What is expected
Copy out only those lines running from the line with "hey friend, do me a solid and find the statue" to the end of the listing, keeping each one exactly as it is.

The records
########
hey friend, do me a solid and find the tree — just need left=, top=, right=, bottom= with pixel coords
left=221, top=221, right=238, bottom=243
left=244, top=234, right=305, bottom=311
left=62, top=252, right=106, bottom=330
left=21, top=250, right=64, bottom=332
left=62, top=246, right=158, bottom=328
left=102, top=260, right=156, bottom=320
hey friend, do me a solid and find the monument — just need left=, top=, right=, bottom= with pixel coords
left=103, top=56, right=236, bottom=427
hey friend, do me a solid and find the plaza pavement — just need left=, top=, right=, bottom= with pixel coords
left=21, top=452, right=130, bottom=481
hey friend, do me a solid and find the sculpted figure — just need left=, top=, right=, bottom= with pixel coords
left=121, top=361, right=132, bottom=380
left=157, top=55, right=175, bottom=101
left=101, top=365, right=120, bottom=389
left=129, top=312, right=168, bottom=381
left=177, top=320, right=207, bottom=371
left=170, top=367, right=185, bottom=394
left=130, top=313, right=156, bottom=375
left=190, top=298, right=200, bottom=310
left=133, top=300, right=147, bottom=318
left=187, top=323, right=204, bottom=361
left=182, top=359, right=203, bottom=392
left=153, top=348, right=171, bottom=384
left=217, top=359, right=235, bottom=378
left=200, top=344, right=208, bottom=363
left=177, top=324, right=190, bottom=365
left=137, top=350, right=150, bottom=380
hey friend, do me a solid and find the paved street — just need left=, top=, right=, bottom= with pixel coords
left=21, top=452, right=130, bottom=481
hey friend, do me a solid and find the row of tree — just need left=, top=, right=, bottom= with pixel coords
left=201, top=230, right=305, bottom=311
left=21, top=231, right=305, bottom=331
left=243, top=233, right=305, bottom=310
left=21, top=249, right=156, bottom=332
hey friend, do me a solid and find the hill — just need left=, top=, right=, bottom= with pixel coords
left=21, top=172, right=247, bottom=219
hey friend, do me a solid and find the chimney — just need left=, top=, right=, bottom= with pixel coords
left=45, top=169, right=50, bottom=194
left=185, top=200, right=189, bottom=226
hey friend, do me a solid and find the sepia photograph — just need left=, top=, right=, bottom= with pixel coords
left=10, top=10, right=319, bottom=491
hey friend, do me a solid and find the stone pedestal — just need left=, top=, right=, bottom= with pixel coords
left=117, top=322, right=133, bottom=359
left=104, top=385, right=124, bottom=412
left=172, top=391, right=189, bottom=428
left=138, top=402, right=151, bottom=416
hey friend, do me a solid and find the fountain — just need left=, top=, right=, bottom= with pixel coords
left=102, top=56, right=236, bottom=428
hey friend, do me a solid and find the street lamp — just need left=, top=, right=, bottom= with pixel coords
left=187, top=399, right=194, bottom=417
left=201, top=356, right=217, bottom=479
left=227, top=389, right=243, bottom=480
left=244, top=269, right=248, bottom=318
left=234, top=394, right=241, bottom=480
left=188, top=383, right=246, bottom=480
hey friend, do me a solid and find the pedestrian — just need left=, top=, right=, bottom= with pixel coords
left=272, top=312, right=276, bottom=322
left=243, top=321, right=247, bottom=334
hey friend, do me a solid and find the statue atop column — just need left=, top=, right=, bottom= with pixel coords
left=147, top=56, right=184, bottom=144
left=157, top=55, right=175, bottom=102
########
Task result
hey friend, do me a solid and find the statue atop column — just need left=, top=, right=, bottom= with pixel coords
left=147, top=56, right=184, bottom=144
left=157, top=55, right=175, bottom=102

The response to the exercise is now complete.